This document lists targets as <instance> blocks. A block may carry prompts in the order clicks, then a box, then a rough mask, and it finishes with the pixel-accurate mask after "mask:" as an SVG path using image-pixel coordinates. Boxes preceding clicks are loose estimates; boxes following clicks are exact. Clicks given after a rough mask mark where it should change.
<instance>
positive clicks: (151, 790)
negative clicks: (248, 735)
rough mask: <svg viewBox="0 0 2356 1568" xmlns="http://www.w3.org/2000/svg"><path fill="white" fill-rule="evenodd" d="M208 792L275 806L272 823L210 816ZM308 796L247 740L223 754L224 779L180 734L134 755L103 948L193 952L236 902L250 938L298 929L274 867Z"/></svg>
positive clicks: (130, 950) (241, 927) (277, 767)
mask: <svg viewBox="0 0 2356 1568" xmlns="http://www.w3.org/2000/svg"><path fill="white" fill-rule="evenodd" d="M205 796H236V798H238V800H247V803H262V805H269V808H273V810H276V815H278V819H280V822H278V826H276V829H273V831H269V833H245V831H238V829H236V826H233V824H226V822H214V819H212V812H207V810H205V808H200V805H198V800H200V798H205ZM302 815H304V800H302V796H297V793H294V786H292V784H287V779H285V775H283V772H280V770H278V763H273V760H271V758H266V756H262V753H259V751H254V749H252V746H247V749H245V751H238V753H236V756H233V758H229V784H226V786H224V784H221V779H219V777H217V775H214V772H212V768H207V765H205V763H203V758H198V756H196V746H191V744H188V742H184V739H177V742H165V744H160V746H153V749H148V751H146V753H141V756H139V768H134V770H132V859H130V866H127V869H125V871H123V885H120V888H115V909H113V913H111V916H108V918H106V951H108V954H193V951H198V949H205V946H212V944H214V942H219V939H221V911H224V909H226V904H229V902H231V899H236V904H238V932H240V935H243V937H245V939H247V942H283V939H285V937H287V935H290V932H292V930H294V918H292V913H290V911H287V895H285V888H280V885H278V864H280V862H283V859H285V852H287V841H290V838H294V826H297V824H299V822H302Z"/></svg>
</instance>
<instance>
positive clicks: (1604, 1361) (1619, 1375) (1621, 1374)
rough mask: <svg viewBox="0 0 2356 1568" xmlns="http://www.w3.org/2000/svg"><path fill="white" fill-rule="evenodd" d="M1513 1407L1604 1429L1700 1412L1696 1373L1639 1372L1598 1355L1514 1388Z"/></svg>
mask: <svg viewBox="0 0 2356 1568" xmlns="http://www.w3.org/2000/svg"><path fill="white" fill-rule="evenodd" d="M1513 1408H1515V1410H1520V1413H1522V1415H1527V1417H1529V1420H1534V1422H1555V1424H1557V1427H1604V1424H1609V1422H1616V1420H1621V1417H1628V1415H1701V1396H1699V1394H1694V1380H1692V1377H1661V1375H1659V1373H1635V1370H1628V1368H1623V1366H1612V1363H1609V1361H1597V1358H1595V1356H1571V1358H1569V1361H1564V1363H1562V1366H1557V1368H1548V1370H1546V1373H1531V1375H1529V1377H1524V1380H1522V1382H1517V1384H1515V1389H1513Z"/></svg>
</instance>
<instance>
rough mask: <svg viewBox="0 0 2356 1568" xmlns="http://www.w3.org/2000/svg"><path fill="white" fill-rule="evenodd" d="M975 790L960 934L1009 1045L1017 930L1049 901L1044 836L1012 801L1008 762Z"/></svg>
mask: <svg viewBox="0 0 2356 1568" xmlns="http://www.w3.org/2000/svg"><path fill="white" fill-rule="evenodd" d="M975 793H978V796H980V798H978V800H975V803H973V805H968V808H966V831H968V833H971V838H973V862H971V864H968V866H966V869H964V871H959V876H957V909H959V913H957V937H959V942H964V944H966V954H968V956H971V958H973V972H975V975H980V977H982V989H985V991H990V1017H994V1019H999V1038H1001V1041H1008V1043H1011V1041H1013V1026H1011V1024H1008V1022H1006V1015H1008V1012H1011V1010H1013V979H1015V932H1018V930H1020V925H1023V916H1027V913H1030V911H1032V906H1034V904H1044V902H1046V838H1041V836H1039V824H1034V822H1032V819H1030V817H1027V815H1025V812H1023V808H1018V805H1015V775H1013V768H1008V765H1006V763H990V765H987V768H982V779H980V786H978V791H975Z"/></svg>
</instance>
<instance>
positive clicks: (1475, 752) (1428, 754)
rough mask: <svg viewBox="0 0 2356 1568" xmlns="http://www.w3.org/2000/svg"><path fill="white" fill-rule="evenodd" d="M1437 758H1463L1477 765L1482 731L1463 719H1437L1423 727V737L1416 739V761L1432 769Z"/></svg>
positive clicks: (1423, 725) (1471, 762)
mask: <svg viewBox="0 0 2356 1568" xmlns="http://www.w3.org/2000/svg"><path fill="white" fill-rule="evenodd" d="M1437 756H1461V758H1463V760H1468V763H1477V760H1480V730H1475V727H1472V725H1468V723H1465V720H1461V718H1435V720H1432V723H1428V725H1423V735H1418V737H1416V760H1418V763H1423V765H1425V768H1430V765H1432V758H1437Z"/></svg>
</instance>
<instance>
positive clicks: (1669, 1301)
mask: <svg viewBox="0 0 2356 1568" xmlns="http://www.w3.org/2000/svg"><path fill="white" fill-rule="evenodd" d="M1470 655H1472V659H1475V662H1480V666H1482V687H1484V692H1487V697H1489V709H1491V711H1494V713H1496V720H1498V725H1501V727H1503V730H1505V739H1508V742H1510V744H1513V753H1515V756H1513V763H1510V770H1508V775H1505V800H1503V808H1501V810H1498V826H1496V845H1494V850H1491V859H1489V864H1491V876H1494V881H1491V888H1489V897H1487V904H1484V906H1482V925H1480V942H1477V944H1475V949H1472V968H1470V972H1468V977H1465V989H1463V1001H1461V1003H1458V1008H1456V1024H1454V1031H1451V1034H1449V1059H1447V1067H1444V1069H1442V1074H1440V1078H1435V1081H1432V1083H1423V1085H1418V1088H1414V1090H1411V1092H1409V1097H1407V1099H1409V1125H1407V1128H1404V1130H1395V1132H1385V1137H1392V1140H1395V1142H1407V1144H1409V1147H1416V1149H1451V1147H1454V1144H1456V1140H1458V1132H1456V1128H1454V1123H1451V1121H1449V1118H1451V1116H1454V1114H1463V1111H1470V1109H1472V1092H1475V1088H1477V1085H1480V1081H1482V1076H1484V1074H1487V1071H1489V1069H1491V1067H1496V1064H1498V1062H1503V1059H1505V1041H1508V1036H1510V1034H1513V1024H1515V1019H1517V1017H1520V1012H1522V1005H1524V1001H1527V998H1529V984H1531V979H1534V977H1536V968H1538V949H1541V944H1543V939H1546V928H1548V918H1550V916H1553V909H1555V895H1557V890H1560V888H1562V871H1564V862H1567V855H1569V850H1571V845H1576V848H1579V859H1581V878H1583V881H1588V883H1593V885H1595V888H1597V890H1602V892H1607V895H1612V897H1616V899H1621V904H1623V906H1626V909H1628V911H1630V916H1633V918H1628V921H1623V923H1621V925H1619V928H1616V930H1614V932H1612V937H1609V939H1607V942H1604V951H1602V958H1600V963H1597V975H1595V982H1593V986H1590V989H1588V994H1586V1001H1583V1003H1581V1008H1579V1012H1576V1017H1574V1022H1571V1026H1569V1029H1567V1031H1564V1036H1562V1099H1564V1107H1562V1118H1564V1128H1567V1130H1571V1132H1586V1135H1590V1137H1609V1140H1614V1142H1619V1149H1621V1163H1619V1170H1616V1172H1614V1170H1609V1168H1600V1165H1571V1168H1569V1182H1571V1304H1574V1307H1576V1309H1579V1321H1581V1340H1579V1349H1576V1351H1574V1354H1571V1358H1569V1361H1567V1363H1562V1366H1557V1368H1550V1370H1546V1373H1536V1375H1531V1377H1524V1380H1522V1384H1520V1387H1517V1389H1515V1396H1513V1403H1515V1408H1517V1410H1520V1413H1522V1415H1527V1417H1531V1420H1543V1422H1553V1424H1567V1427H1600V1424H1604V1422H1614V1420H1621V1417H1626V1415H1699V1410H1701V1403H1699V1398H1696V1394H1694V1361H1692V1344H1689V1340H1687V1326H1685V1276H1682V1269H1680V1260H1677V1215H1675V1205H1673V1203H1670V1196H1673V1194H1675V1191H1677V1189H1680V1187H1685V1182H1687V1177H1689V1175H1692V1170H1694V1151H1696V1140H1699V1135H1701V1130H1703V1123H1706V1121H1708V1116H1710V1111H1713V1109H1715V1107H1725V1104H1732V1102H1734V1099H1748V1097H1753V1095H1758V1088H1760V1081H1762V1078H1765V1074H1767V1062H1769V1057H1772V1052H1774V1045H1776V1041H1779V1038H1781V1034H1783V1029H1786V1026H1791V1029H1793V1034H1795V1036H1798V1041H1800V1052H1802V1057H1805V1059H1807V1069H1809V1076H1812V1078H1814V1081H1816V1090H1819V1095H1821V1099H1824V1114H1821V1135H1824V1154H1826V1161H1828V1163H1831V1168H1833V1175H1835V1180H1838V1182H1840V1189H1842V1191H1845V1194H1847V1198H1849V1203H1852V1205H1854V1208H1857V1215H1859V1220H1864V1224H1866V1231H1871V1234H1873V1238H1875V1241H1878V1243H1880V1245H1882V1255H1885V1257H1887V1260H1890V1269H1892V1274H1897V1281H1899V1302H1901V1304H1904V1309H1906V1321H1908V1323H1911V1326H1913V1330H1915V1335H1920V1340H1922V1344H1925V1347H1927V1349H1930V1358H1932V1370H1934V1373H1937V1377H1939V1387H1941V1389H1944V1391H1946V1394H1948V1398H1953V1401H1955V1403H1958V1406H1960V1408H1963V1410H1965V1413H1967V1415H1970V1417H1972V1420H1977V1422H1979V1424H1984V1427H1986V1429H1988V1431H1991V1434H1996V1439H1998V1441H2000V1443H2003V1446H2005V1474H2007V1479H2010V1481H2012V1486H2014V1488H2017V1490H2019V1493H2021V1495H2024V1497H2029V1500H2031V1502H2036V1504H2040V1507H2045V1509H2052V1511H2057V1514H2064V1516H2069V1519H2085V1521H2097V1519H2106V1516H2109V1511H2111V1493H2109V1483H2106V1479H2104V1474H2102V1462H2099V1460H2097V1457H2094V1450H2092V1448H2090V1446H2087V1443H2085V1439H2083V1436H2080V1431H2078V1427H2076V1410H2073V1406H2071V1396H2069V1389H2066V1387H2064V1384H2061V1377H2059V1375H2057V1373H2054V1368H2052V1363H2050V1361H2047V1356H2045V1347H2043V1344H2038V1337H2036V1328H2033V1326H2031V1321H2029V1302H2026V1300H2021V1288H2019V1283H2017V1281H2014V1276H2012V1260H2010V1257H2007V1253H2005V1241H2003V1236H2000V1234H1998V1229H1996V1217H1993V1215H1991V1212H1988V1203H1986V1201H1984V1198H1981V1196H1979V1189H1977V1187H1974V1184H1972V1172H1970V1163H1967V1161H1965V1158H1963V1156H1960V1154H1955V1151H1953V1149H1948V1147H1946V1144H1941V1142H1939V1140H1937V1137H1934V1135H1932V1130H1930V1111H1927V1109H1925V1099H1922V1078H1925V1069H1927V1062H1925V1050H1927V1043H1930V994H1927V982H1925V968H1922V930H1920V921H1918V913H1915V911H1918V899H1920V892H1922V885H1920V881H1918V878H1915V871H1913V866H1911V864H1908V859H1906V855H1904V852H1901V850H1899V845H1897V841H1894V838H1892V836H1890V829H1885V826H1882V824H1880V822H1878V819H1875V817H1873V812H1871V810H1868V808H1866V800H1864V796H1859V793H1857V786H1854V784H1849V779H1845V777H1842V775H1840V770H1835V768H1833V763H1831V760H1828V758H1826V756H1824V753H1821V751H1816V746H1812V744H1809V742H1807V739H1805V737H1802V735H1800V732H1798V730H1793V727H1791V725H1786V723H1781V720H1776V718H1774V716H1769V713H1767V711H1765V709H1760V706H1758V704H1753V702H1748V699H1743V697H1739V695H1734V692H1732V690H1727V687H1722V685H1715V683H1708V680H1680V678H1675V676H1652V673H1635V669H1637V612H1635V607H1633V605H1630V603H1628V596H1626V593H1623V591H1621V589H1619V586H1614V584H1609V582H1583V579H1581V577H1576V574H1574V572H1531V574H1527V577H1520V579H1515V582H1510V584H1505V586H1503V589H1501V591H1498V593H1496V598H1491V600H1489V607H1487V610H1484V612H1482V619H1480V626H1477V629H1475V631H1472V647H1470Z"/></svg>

Directions:
Please update the rows from the first one through the line holding "negative clicks: (248, 735)", inclusive, replacing "rough mask" with "coarse mask" and keeping everything else the same. Return only those lines.

Answer section:
This document lists targets as <instance> blocks. A block may carry prompts in the order clicks, then a box, then a coarse mask, and it finishes with the pixel-accurate mask after "mask:" as an SVG path using image-pixel coordinates. Boxes preceding clicks are loose estimates; boxes following clicks are exact. Clicks given after a coarse mask mark where it should change.
<instance>
positive clicks: (151, 790)
negative clicks: (248, 735)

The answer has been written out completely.